> **TASK DETAILS**
Rewrite all of the records below as a Markdown table with the columns "Row" and "Record line," putting a row number and one line in each row. Leave out blank lines and the pictures.

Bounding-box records
--- BEGIN ---
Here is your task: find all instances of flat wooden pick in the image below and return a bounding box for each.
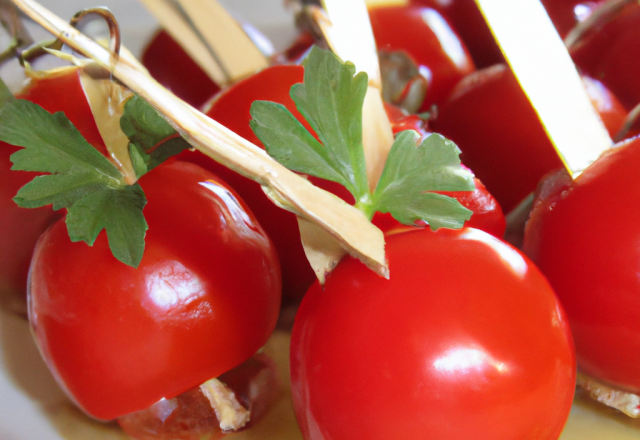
[139,0,269,86]
[475,0,613,178]
[314,0,393,190]
[13,0,388,276]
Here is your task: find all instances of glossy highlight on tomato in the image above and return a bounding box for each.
[184,65,504,299]
[291,228,576,440]
[523,138,640,394]
[29,161,281,419]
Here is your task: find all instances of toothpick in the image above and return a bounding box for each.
[475,0,613,178]
[13,0,389,276]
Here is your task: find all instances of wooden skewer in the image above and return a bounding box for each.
[313,0,393,190]
[475,0,613,178]
[13,0,389,277]
[140,0,269,86]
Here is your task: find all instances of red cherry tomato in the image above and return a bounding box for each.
[29,161,281,419]
[179,66,320,298]
[430,64,626,212]
[291,228,575,440]
[410,0,504,68]
[0,68,106,300]
[571,2,640,109]
[185,65,504,299]
[523,138,640,393]
[141,30,220,108]
[369,6,475,111]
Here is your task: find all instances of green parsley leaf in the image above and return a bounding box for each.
[251,47,369,200]
[67,183,147,267]
[120,95,178,152]
[0,100,147,267]
[0,78,15,108]
[372,130,475,230]
[251,47,475,230]
[120,95,191,178]
[250,101,353,190]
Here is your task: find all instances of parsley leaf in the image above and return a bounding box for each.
[251,47,475,230]
[120,95,191,178]
[0,100,147,267]
[0,78,15,108]
[250,101,354,187]
[372,130,475,230]
[251,46,369,200]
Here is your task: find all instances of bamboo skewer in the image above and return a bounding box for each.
[475,0,613,178]
[13,0,389,276]
[312,0,393,190]
[140,0,269,86]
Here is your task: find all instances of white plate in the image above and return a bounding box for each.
[0,0,640,440]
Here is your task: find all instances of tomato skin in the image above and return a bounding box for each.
[430,64,626,213]
[29,161,281,419]
[291,228,575,440]
[369,6,475,111]
[179,66,318,298]
[571,3,640,109]
[409,0,504,68]
[523,138,640,393]
[185,65,504,299]
[0,67,106,295]
[141,30,220,108]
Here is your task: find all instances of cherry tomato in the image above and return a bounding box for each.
[291,228,575,440]
[430,64,626,212]
[184,65,504,299]
[0,68,106,300]
[179,66,320,298]
[523,138,640,393]
[410,0,504,68]
[141,30,220,108]
[369,6,475,111]
[571,2,640,109]
[29,161,281,419]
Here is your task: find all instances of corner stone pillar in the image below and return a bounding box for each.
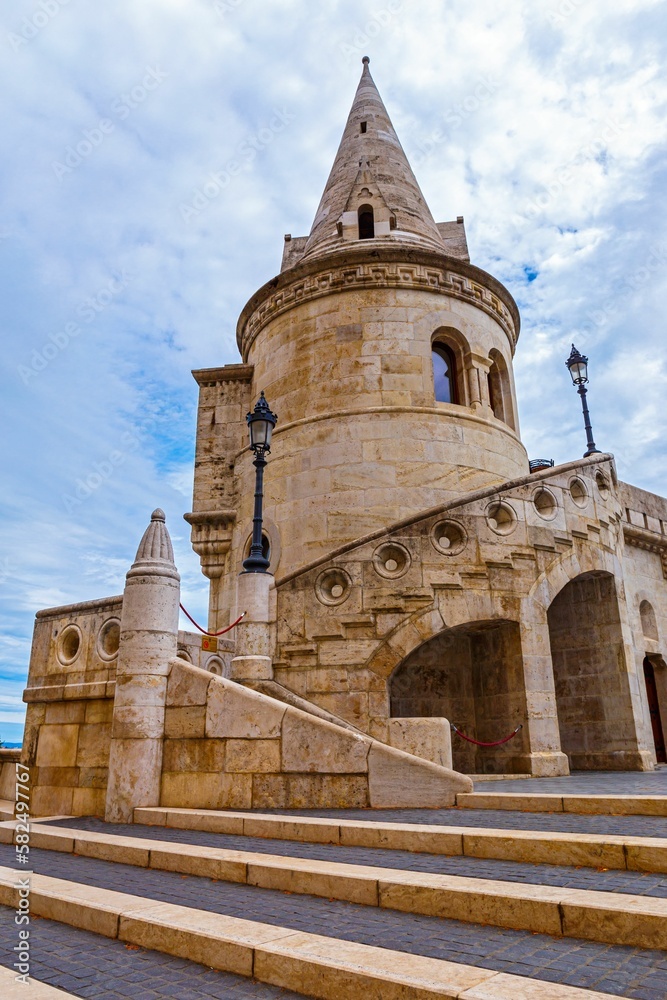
[105,510,181,823]
[229,573,273,681]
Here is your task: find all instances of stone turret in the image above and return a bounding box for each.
[187,59,528,627]
[304,56,446,259]
[106,509,180,823]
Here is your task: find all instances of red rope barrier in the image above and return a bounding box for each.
[450,722,523,747]
[178,604,246,636]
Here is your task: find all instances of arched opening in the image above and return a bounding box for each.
[547,573,637,771]
[389,621,528,774]
[639,601,658,642]
[431,341,459,403]
[487,351,514,429]
[644,656,667,764]
[359,205,375,240]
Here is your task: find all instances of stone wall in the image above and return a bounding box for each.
[22,597,122,816]
[160,659,472,809]
[273,455,656,774]
[548,574,636,770]
[20,584,234,816]
[196,246,528,627]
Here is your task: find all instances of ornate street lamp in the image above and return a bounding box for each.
[243,392,278,573]
[565,344,600,458]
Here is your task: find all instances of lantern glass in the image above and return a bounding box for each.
[250,417,273,448]
[566,344,588,385]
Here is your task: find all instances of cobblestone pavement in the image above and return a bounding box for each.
[177,804,667,836]
[44,817,667,899]
[0,906,302,1000]
[0,845,667,1000]
[475,764,667,795]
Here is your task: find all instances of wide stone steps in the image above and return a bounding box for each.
[456,792,667,817]
[0,868,628,1000]
[129,807,667,872]
[3,825,667,949]
[0,793,667,1000]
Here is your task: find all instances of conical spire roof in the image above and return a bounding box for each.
[304,56,446,258]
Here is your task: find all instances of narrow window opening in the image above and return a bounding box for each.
[359,205,375,240]
[431,344,458,403]
[486,372,503,420]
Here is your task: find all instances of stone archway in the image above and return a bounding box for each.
[389,620,526,774]
[547,571,637,770]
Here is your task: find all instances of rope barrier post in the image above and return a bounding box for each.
[229,573,273,681]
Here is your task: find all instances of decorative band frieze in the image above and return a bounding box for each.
[238,262,517,358]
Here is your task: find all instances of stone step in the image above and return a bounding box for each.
[0,868,624,1000]
[456,792,667,816]
[0,965,76,1000]
[134,806,667,872]
[9,824,667,950]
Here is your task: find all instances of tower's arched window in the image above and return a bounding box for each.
[359,205,375,240]
[431,343,458,403]
[487,350,514,429]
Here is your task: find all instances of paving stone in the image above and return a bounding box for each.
[474,765,667,795]
[0,845,665,1000]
--- END ---
> **EXERCISE ANSWER**
| Row | Record line |
|---|---|
| 1 | Here is your task: find all instances of flat wooden pick in the image below and return a bounding box for each. |
| 2 | [139,0,269,86] |
| 3 | [475,0,613,178] |
| 4 | [314,0,393,190] |
| 5 | [13,0,388,276] |
| 6 | Here is your task: find all instances of glossy highlight on tomato in the image above and return a bounding box for each. |
| 7 | [184,65,504,299] |
| 8 | [291,228,576,440] |
| 9 | [523,138,640,394] |
| 10 | [29,161,281,419] |
| 11 | Here is your task: find all instances of toothpick in the image above and return a bounding box for each. |
| 12 | [475,0,613,178] |
| 13 | [13,0,389,276] |
| 14 | Here is your task: find all instances of wooden skewer in the image above and return a bounding box for each. |
| 15 | [313,0,393,190] |
| 16 | [475,0,613,178] |
| 17 | [13,0,389,277] |
| 18 | [140,0,269,86] |
| 19 | Here is your task: find all instances of red cherry tomato in the image above and return a bounding box for each. |
| 20 | [29,161,281,419] |
| 21 | [179,66,320,298] |
| 22 | [430,64,626,212] |
| 23 | [291,228,575,440] |
| 24 | [410,0,504,68] |
| 25 | [0,68,106,300] |
| 26 | [571,2,640,109] |
| 27 | [185,65,504,299] |
| 28 | [523,138,640,393] |
| 29 | [141,30,220,108] |
| 30 | [369,6,475,111] |
| 31 | Here is your task: find all instances of green parsley leaf in the image above and return a bounding box for each. |
| 32 | [251,47,369,200] |
| 33 | [67,183,147,267] |
| 34 | [120,95,178,152] |
| 35 | [0,100,147,267] |
| 36 | [0,78,15,108] |
| 37 | [372,130,475,230] |
| 38 | [251,47,475,230] |
| 39 | [120,95,191,178] |
| 40 | [250,101,353,190] |
| 41 | Here is your task: find all instances of parsley leaf in the image above and return a bounding box for each. |
| 42 | [251,47,475,230] |
| 43 | [120,95,191,178] |
| 44 | [0,100,147,267] |
| 45 | [0,78,15,108] |
| 46 | [250,101,354,187] |
| 47 | [372,130,475,230] |
| 48 | [251,46,369,200] |
| 49 | Here is your task: find all instances of bamboo skewer in the image above and return a bounding box for each. |
| 50 | [475,0,613,178] |
| 51 | [13,0,389,276] |
| 52 | [312,0,393,190] |
| 53 | [140,0,269,86] |
| 54 | Here is your task: find all instances of white plate in the image above and return a bounding box for each. |
| 55 | [0,0,640,440] |
| 56 | Here is your task: find all instances of tomato skin in the image above and return a bounding box for each. |
| 57 | [430,64,626,213] |
| 58 | [29,161,281,419] |
| 59 | [291,228,575,440] |
| 60 | [369,6,475,111] |
| 61 | [179,66,318,298] |
| 62 | [571,3,640,109] |
| 63 | [409,0,504,68] |
| 64 | [523,138,640,393] |
| 65 | [185,65,504,299] |
| 66 | [0,67,106,295] |
| 67 | [141,30,220,108] |
| 68 | Here is your task: find all instances of cherry tomato in the image above and return a bounding box for each. |
| 69 | [291,228,575,440] |
| 70 | [430,64,626,212] |
| 71 | [184,65,504,299] |
| 72 | [0,68,106,300] |
| 73 | [179,66,320,298] |
| 74 | [523,138,640,393] |
| 75 | [410,0,504,68] |
| 76 | [141,30,220,108] |
| 77 | [369,6,475,111] |
| 78 | [571,2,640,109] |
| 79 | [29,161,281,419] |
| 80 | Here is your task: find all instances of corner stone pillar in the image below and return a bounding box for each. |
| 81 | [105,510,181,823] |
| 82 | [229,573,273,681] |
| 83 | Here is your task: find all instances of stone turret in the image above and return a bounding box for each. |
| 84 | [187,59,528,627] |
| 85 | [304,56,446,259] |
| 86 | [106,509,180,823] |
| 87 | Here is your task: find all instances of red rope barrier in the image above and return a bounding box for each. |
| 88 | [450,722,523,747] |
| 89 | [178,604,246,636] |
| 90 | Here is your task: find all instances of arched opening in the image above and return a bounding box for each. |
| 91 | [547,573,637,771] |
| 92 | [389,621,528,774] |
| 93 | [639,601,658,642] |
| 94 | [431,341,459,403] |
| 95 | [487,351,514,429] |
| 96 | [644,656,667,764] |
| 97 | [359,205,375,240] |
| 98 | Here is your task: find all instances of stone wall in the image above and return a bounding box for each. |
| 99 | [22,597,122,816] |
| 100 | [160,659,472,809] |
| 101 | [273,455,656,774] |
| 102 | [548,574,636,770] |
| 103 | [20,584,234,816] |
| 104 | [196,246,528,627] |
| 105 | Here is your task: find all instances of ornate street lamp in the image above and return a bounding box for each. |
| 106 | [243,392,278,573] |
| 107 | [565,344,600,458] |
| 108 | Here is your task: find all instances of lantern glass in the image above and return a bounding box for each. |
| 109 | [250,417,273,448] |
| 110 | [566,344,588,385] |
| 111 | Here is your task: find all instances of cobblestone pavement in the image above and return a bounding box for each. |
| 112 | [177,804,667,836] |
| 113 | [44,817,667,899] |
| 114 | [0,906,302,1000] |
| 115 | [0,845,667,1000] |
| 116 | [475,764,667,795] |
| 117 | Here is your task: find all instances of wide stone steps in the image above and return a bounding box for each. |
| 118 | [456,792,667,817] |
| 119 | [0,868,628,1000] |
| 120 | [129,807,667,872] |
| 121 | [3,825,667,949] |
| 122 | [0,793,667,1000] |
| 123 | Here is your task: find all instances of conical spire roof in the image above and return a bounding box for each. |
| 124 | [304,56,446,258] |
| 125 | Here is your task: find all instances of narrow window opening in the image above and return a bounding box for each. |
| 126 | [359,205,375,240] |
| 127 | [431,344,458,403] |
| 128 | [486,372,503,420] |
| 129 | Here is your task: find all instances of stone archway in the image above and return a bounding box for each. |
| 130 | [389,620,526,774] |
| 131 | [547,571,637,770] |
| 132 | Here is your task: find all instances of rope barrier post in the image above and return a bounding box for each. |
| 133 | [229,573,273,681] |
| 134 | Here is your task: find all instances of decorative band frieze in the image above and return a bounding box for each. |
| 135 | [238,262,517,358] |
| 136 | Here is your task: find all instances of stone step in the image above and return a bounding box for each. |
| 137 | [0,868,624,1000] |
| 138 | [456,792,667,816] |
| 139 | [0,965,76,1000] |
| 140 | [134,806,667,872] |
| 141 | [9,824,667,950] |
| 142 | Here is your task: find all instances of tower's arched window in the image above and return a bounding box for each. |
| 143 | [359,205,375,240] |
| 144 | [431,343,458,403] |
| 145 | [487,350,514,429] |
| 146 | Here is your task: find all instances of paving stone in the image above and return a bounding box for each. |
| 147 | [474,765,667,795] |
| 148 | [0,845,665,1000] |